What is the number of lines in the records that contain "each"? Give only that number.

++++ Data shown ++++

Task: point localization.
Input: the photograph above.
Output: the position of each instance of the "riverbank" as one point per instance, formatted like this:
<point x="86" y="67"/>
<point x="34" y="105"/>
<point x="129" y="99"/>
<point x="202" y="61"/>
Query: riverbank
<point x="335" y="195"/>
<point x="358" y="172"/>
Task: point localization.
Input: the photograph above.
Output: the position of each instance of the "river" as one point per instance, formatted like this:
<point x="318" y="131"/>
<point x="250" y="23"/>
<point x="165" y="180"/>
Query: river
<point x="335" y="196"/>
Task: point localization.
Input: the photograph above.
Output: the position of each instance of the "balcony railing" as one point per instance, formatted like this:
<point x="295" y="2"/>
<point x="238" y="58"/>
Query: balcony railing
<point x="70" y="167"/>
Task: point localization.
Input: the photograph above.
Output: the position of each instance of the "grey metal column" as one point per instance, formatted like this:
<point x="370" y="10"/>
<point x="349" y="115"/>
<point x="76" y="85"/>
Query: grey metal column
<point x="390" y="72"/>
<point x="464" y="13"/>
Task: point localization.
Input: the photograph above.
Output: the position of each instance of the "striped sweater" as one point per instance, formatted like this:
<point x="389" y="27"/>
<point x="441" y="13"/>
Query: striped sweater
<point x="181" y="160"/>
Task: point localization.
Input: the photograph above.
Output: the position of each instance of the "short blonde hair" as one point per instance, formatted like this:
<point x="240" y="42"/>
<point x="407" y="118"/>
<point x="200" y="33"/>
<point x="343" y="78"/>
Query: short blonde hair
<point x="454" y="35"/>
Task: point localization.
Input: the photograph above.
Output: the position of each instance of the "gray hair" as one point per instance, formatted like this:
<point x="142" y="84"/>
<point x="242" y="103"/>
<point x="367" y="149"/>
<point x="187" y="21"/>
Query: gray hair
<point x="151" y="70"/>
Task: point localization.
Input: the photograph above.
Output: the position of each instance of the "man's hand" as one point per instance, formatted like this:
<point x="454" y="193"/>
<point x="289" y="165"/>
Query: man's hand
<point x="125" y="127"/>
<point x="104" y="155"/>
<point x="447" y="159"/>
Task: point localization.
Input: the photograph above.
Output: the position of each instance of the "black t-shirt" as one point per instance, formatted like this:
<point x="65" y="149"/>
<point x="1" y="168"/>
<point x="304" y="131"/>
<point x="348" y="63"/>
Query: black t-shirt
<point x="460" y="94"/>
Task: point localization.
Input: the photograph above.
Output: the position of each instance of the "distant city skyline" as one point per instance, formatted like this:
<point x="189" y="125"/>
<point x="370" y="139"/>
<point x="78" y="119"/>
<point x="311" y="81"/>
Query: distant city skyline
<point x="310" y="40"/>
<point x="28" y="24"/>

++++
++++ Data shown ++++

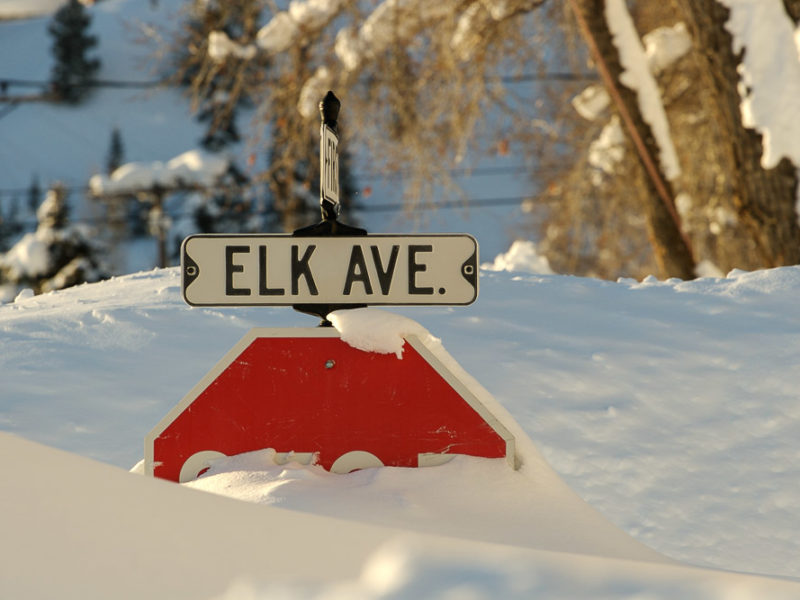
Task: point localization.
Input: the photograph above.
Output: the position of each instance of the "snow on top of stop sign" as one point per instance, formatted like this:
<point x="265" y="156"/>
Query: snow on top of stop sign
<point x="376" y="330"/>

++++

Output: 11